◆ TO BE DONE: Starting with the line that contains "Draw the outline of every instance of the green heart-shaped" and going on through the line that contains "45L549 38L546 24L536", could you give those lines of the material again, substituting "cordate" for "heart-shaped" and leaving everything else unchanged?

◆ Region annotation items:
Start
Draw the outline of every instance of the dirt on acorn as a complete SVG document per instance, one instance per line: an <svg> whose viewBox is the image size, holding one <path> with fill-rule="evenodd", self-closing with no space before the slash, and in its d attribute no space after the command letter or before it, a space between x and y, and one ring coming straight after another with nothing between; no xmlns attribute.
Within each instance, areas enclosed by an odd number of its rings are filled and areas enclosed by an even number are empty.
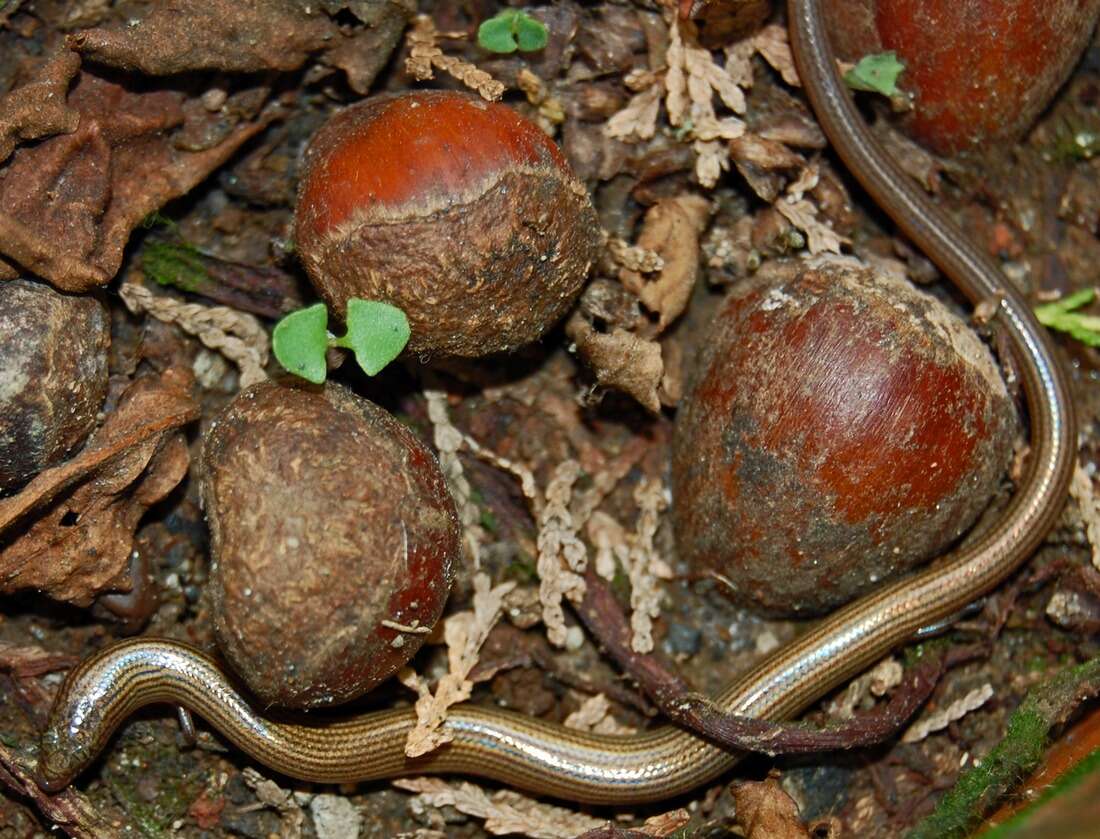
<svg viewBox="0 0 1100 839"><path fill-rule="evenodd" d="M793 269L798 271L798 269ZM944 303L850 260L723 303L676 416L676 549L773 615L839 606L942 552L988 505L1015 411Z"/></svg>
<svg viewBox="0 0 1100 839"><path fill-rule="evenodd" d="M348 702L416 653L461 548L439 464L405 426L333 383L266 382L216 417L202 466L215 636L256 696Z"/></svg>

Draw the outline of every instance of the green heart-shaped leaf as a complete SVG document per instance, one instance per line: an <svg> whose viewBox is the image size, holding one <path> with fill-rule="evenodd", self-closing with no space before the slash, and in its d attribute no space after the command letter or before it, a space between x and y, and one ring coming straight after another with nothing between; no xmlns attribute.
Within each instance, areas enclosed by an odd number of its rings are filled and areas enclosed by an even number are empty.
<svg viewBox="0 0 1100 839"><path fill-rule="evenodd" d="M278 363L315 385L323 383L328 374L324 364L329 346L328 323L324 303L314 303L283 318L272 332L272 349Z"/></svg>
<svg viewBox="0 0 1100 839"><path fill-rule="evenodd" d="M502 12L477 27L477 44L491 53L514 53L518 44L513 23L516 12Z"/></svg>
<svg viewBox="0 0 1100 839"><path fill-rule="evenodd" d="M380 300L348 301L348 334L338 346L355 353L355 361L369 376L376 375L402 354L409 341L409 321L396 306Z"/></svg>
<svg viewBox="0 0 1100 839"><path fill-rule="evenodd" d="M855 67L844 74L844 80L854 90L891 97L900 92L898 77L904 69L905 65L898 60L898 54L893 51L875 53L860 58Z"/></svg>
<svg viewBox="0 0 1100 839"><path fill-rule="evenodd" d="M547 45L549 38L546 24L536 20L529 14L520 14L516 18L516 42L525 53L534 53Z"/></svg>

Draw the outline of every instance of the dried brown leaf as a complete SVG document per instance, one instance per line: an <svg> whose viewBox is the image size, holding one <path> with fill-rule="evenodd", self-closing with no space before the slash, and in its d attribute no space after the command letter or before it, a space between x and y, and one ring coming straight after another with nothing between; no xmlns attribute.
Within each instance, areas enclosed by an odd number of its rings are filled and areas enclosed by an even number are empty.
<svg viewBox="0 0 1100 839"><path fill-rule="evenodd" d="M48 795L42 792L34 773L7 746L0 743L0 783L19 797L34 802L38 812L73 839L123 839L138 835L136 826L120 814L102 815L75 786Z"/></svg>
<svg viewBox="0 0 1100 839"><path fill-rule="evenodd" d="M1100 498L1092 486L1092 478L1080 463L1074 468L1069 482L1069 495L1077 501L1081 521L1085 522L1085 536L1092 550L1092 567L1100 571Z"/></svg>
<svg viewBox="0 0 1100 839"><path fill-rule="evenodd" d="M417 724L405 741L405 753L409 758L427 754L454 739L454 733L443 728L447 709L470 698L474 686L470 673L477 664L477 653L501 618L505 595L515 586L515 583L502 583L490 587L486 574L474 575L474 608L455 612L443 625L450 672L439 680L435 694L410 667L398 674L402 682L418 694Z"/></svg>
<svg viewBox="0 0 1100 839"><path fill-rule="evenodd" d="M737 825L747 839L810 839L798 805L783 792L774 774L765 781L739 781L730 792Z"/></svg>
<svg viewBox="0 0 1100 839"><path fill-rule="evenodd" d="M784 219L806 234L806 247L811 254L840 253L840 244L847 240L817 219L817 208L809 200L792 201L784 197L776 201L774 207Z"/></svg>
<svg viewBox="0 0 1100 839"><path fill-rule="evenodd" d="M433 78L435 70L440 69L475 90L483 99L496 101L504 95L504 84L485 70L462 58L443 55L443 51L436 46L438 37L439 33L431 18L427 14L417 15L407 37L409 54L405 59L405 69L410 76L425 81Z"/></svg>
<svg viewBox="0 0 1100 839"><path fill-rule="evenodd" d="M318 7L295 0L166 0L125 25L69 35L99 64L148 76L190 70L298 69L339 36Z"/></svg>
<svg viewBox="0 0 1100 839"><path fill-rule="evenodd" d="M792 87L802 85L798 67L794 66L791 42L787 37L787 26L778 23L765 26L752 36L752 46L783 77L783 81Z"/></svg>
<svg viewBox="0 0 1100 839"><path fill-rule="evenodd" d="M647 281L637 272L619 272L623 285L658 316L658 333L680 317L691 299L698 276L698 238L710 208L710 202L697 195L663 198L654 203L646 213L637 246L661 257L660 274L656 280Z"/></svg>
<svg viewBox="0 0 1100 839"><path fill-rule="evenodd" d="M635 93L622 111L607 120L604 132L608 136L619 140L651 139L657 133L657 115L661 109L661 93L663 92L660 85L653 85L640 93Z"/></svg>
<svg viewBox="0 0 1100 839"><path fill-rule="evenodd" d="M63 49L33 79L0 99L0 163L20 141L76 131L80 114L65 99L78 69L80 56Z"/></svg>
<svg viewBox="0 0 1100 839"><path fill-rule="evenodd" d="M373 5L380 12L371 25L350 36L341 36L324 54L324 63L343 70L348 76L348 86L360 96L370 92L371 85L386 66L409 21L404 4L385 2Z"/></svg>
<svg viewBox="0 0 1100 839"><path fill-rule="evenodd" d="M659 343L624 329L597 332L579 313L570 317L565 334L576 344L576 351L592 368L601 387L622 390L653 413L661 410L657 388L664 374L664 363Z"/></svg>
<svg viewBox="0 0 1100 839"><path fill-rule="evenodd" d="M563 597L579 601L584 596L584 573L588 552L576 536L576 522L569 509L573 484L581 474L576 461L558 464L547 484L546 506L539 512L537 539L539 601L550 643L562 647L566 639Z"/></svg>
<svg viewBox="0 0 1100 839"><path fill-rule="evenodd" d="M641 829L653 836L669 836L691 821L691 814L683 807L650 816Z"/></svg>
<svg viewBox="0 0 1100 839"><path fill-rule="evenodd" d="M258 107L266 91L253 93ZM0 254L8 258L0 258L0 279L22 266L64 291L108 283L145 217L188 192L277 115L222 120L209 144L183 151L174 130L218 119L188 107L177 90L135 91L84 71L67 103L80 114L77 130L18 148L0 178Z"/></svg>
<svg viewBox="0 0 1100 839"><path fill-rule="evenodd" d="M902 735L901 741L903 743L919 743L921 740L926 738L928 735L936 731L941 731L952 722L963 719L967 714L972 710L977 710L982 705L985 705L989 698L993 695L993 686L988 682L981 687L976 687L970 691L966 696L963 696L946 708L939 708L921 719L916 720L912 726L910 726L905 733Z"/></svg>
<svg viewBox="0 0 1100 839"><path fill-rule="evenodd" d="M604 819L541 804L510 791L491 796L471 783L449 784L437 777L404 777L394 781L394 786L417 793L421 804L454 807L468 816L485 819L485 830L497 836L518 834L532 839L573 839L578 834L606 824Z"/></svg>
<svg viewBox="0 0 1100 839"><path fill-rule="evenodd" d="M802 155L782 143L759 134L743 134L729 141L729 154L739 163L751 163L761 169L798 169L805 166Z"/></svg>
<svg viewBox="0 0 1100 839"><path fill-rule="evenodd" d="M134 528L187 472L178 429L199 415L189 390L179 371L138 379L79 454L0 500L0 590L88 606L130 587Z"/></svg>
<svg viewBox="0 0 1100 839"><path fill-rule="evenodd" d="M653 620L661 614L658 579L671 579L672 568L653 545L660 515L669 506L669 492L654 478L642 478L635 488L638 521L626 564L630 577L630 647L635 652L652 652Z"/></svg>

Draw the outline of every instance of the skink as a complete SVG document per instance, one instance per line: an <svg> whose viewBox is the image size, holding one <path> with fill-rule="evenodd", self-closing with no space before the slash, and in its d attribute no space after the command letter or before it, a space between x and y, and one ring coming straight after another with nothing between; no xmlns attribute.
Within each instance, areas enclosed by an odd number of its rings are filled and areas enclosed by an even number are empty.
<svg viewBox="0 0 1100 839"><path fill-rule="evenodd" d="M1027 397L1031 453L1010 509L979 543L839 609L722 693L721 703L730 711L769 719L803 710L921 627L957 612L1012 573L1058 514L1075 442L1064 374L1025 300L868 133L837 78L820 0L790 0L789 20L806 95L851 173L972 302L1000 297L1000 322L1018 355ZM43 786L65 786L123 718L155 702L191 708L260 763L318 782L457 773L573 802L631 804L692 790L740 757L671 727L601 736L460 705L446 722L453 742L409 760L404 755L415 721L409 710L329 724L268 719L201 652L139 639L103 650L69 675L43 737Z"/></svg>

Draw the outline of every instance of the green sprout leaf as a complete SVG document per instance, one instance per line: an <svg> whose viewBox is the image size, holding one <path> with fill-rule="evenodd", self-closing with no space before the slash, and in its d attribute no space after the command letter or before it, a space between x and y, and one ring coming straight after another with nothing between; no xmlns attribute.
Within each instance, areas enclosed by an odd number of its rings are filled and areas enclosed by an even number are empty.
<svg viewBox="0 0 1100 839"><path fill-rule="evenodd" d="M1036 306L1035 317L1048 329L1065 332L1088 346L1100 346L1100 317L1076 311L1094 298L1096 289L1082 288L1060 300Z"/></svg>
<svg viewBox="0 0 1100 839"><path fill-rule="evenodd" d="M547 45L546 25L521 9L505 9L477 27L477 43L491 53L531 53Z"/></svg>
<svg viewBox="0 0 1100 839"><path fill-rule="evenodd" d="M876 53L865 55L859 63L844 74L845 84L853 90L867 90L884 97L899 96L898 77L905 65L898 60L898 54Z"/></svg>
<svg viewBox="0 0 1100 839"><path fill-rule="evenodd" d="M275 324L272 349L275 357L289 373L315 385L324 382L328 366L324 353L329 349L329 311L324 303L314 303L287 314Z"/></svg>
<svg viewBox="0 0 1100 839"><path fill-rule="evenodd" d="M396 306L378 300L348 301L348 334L333 341L355 353L355 361L369 376L376 375L402 354L409 342L409 321Z"/></svg>
<svg viewBox="0 0 1100 839"><path fill-rule="evenodd" d="M314 303L287 314L275 324L272 349L289 373L315 385L324 382L328 365L324 354L330 346L342 346L355 354L355 361L369 376L377 375L402 354L409 341L409 321L396 306L378 300L348 301L348 333L329 333L329 312L324 303Z"/></svg>

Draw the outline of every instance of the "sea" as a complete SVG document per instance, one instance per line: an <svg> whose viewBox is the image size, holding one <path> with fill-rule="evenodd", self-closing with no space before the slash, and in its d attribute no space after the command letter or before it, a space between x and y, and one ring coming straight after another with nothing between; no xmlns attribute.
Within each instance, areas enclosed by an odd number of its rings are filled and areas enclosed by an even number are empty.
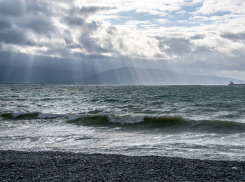
<svg viewBox="0 0 245 182"><path fill-rule="evenodd" d="M0 85L0 150L244 161L245 87Z"/></svg>

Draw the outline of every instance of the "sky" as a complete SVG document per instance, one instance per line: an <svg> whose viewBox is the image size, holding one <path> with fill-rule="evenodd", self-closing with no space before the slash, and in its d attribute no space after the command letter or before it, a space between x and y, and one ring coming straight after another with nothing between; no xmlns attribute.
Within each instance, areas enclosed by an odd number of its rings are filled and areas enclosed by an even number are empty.
<svg viewBox="0 0 245 182"><path fill-rule="evenodd" d="M245 0L0 0L0 66L245 80Z"/></svg>

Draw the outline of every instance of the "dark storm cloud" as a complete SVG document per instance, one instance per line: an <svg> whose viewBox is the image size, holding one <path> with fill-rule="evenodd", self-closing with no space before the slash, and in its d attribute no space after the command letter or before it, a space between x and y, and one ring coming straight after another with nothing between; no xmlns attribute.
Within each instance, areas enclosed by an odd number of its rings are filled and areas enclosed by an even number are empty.
<svg viewBox="0 0 245 182"><path fill-rule="evenodd" d="M31 29L38 34L48 34L55 31L54 23L47 16L28 17L24 21L25 22L17 23L17 25L26 29Z"/></svg>
<svg viewBox="0 0 245 182"><path fill-rule="evenodd" d="M19 17L25 12L22 1L19 0L1 0L0 15Z"/></svg>
<svg viewBox="0 0 245 182"><path fill-rule="evenodd" d="M7 22L7 21L1 21L0 20L0 31L1 30L7 30L11 27L11 23Z"/></svg>

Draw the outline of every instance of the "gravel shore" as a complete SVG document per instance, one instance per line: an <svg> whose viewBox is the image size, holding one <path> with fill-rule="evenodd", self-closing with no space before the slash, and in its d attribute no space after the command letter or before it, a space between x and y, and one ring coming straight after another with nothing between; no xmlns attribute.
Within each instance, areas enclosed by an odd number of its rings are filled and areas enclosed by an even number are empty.
<svg viewBox="0 0 245 182"><path fill-rule="evenodd" d="M0 181L245 181L245 162L0 151Z"/></svg>

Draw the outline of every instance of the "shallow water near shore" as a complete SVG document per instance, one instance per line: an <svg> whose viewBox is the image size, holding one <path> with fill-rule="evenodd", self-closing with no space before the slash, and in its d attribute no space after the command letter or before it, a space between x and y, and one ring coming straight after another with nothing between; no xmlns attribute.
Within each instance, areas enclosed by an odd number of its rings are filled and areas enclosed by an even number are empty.
<svg viewBox="0 0 245 182"><path fill-rule="evenodd" d="M244 161L244 91L0 85L0 149Z"/></svg>

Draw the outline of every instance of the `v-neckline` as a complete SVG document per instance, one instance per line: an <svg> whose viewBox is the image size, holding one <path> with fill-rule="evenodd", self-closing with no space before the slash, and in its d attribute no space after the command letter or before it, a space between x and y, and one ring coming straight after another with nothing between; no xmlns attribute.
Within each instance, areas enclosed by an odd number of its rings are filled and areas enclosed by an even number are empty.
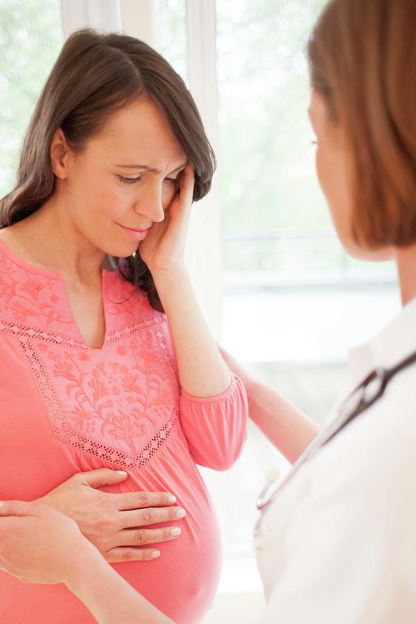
End
◆ ANSWER TO THE PROBLEM:
Draw the outline of every instance of the green cordate leaf as a complete SVG document per instance, one instance per line: an <svg> whose viewBox is the image size, holding one <path> with fill-rule="evenodd", self-closing with no space before the slash, and in its d attribute no space after the command letter or before it, a space between x and y, and one ring coming straight after another with nothing between; no xmlns attribute.
Within each instance, areas enclosed by an odd number of its rings are filled and areas enclosed by an even number are empty.
<svg viewBox="0 0 1100 839"><path fill-rule="evenodd" d="M278 363L315 385L323 383L328 374L324 364L329 346L328 323L324 303L314 303L283 318L272 332L272 349Z"/></svg>
<svg viewBox="0 0 1100 839"><path fill-rule="evenodd" d="M502 12L477 27L477 44L491 53L514 53L518 44L513 23L516 12Z"/></svg>
<svg viewBox="0 0 1100 839"><path fill-rule="evenodd" d="M380 300L348 301L348 334L338 346L355 353L355 361L369 376L376 375L402 354L409 341L409 321L396 306Z"/></svg>
<svg viewBox="0 0 1100 839"><path fill-rule="evenodd" d="M855 67L844 74L844 80L854 90L891 97L900 92L898 77L904 69L905 65L898 60L898 54L893 51L875 53L860 58Z"/></svg>
<svg viewBox="0 0 1100 839"><path fill-rule="evenodd" d="M547 45L549 38L546 24L536 20L529 14L520 14L516 18L516 42L525 53L534 53Z"/></svg>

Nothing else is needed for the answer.